*依頼文 1*
奥羽諸藩に関する文章によると、新政府が仙台藩に重ねて会津征討を命じたのは何月何日ですか。
*依頼文 2*
奥羽諸藩に関する文章のうち、「明治維新の再検討―民衆の眼からみた幕末・維新期⑫」で始まり「同戦線をとるように命令した。」で終わる部分を、一字も変えずに書き写してください。
*依頼文 3*
奥羽諸藩に関する文章の最後の文に続けて、その先を書いてください。

明治維新の再検討―民衆の眼からみた幕末・維新期⑫
 東西両軍いずれも支持しない民衆
                        堀込 純一


Ⅱ幕末・維新期の農民闘争の独自性

  (5) 薩長の横暴に抵抗する奥羽諸藩


1868(慶応4)年1月7日、新政府は徳川慶喜追討令を下す。それに伴い、同月15日、奥羽諸藩に対して征討軍を援助すべきと命令する。
 同月17日には、仙台藩主伊達慶邦(よしくに)に、“仙台藩の願い出通り会津の容保(かたもり)征討を仰せ付ける”とした。だが、仙台藩は自ら会津征討を願い出たことはないので、強烈に抗議する。新政府は、重ねて1月24日、仙台藩に会津征討を命令する。とともに、米沢・秋田・盛岡藩に仙台藩と共同戦線をとるように命令した。

*提供データ*
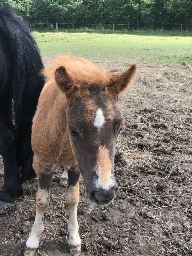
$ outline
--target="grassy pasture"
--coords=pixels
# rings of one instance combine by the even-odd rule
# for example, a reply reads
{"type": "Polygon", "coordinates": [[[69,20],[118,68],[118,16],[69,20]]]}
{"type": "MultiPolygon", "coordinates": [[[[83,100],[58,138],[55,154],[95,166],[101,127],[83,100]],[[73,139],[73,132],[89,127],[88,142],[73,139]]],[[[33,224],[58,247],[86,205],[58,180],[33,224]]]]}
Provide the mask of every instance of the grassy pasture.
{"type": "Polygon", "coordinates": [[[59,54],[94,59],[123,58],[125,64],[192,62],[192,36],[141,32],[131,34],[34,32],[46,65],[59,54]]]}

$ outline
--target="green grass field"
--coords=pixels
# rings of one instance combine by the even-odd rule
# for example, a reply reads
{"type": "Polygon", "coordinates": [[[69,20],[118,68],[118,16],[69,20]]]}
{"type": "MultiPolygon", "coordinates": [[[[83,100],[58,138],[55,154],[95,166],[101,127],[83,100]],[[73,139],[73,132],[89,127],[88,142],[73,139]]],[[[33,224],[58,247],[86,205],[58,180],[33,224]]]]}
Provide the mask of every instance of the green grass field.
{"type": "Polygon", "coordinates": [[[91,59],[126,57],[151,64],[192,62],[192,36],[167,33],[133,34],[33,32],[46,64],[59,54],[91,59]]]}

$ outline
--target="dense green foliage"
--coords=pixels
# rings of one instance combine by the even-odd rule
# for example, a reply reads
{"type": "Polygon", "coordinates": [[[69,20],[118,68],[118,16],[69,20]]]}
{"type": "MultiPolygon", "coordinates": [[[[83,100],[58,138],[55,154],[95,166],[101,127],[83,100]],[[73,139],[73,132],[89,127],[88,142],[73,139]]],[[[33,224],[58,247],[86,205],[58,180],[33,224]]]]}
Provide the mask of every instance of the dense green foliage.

*回答文 1*
1月24日です。

*回答文 2*
明治維新の再検討―民衆の眼からみた幕末・維新期⑫
 東西両軍いずれも支持しない民衆
                        堀込 純一


Ⅱ幕末・維新期の農民闘争の独自性

  (5) 薩長の横暴に抵抗する奥羽諸藩


1868(慶応4)年1月7日、新政府は徳川慶喜追討令を下す。それに伴い、同月15日、奥羽諸藩に対して征討軍を援助すべきと命令する。
 同月17日には、仙台藩主伊達慶邦(よしくに)に、“仙台藩の願い出通り会津の容保(かたもり)征討を仰せ付ける”とした。だが、仙台藩は自ら会津征討を願い出たことはないので、強烈に抗議する。新政府は、重ねて1月24日、仙台藩に会津征討を命令する。とともに、米沢・秋田・盛岡藩に仙台藩と共同戦線をとるように命令した。

*回答文 3*
 新政府は、2月8日、仙台の伊達慶邦を奥州の触頭(ふれがしら)に、秋田の佐竹義堯(よしたか)を羽州の触頭に任命する。
 これを受けて、秋田藩は奥羽諸藩に使節を派遣し、積極的に勤王を勧め、新政府に加担するように説得した。他方、仙台藩はこれとは全く異なる。2月11日、“会津藩の謝罪を受け入れ、薩長の行き過ぎを咎める”べきとする建白書を新政府に提出しようと、使者を京都に送った。建白書は、鳥羽・伏見での行動をもって、慶喜を「朝敵」とすることは公明正大ではないこと、そんなことで天下の兵を動かすことは万民を苦しめ外国の介入を招く恐れがある―として征討の再考を促すものであった。
 しかし、これは在京の家老三好監物によって、“藩にとって不利になる”と判断され、握りつぶされる。後に三好の専断を知った伊達慶邦はひどく立腹し、4月6日、静岡に滞陣していた東征大総督・有栖川宮熾仁親王に、この建白書を提出した。しかし、これは直ちに却下された。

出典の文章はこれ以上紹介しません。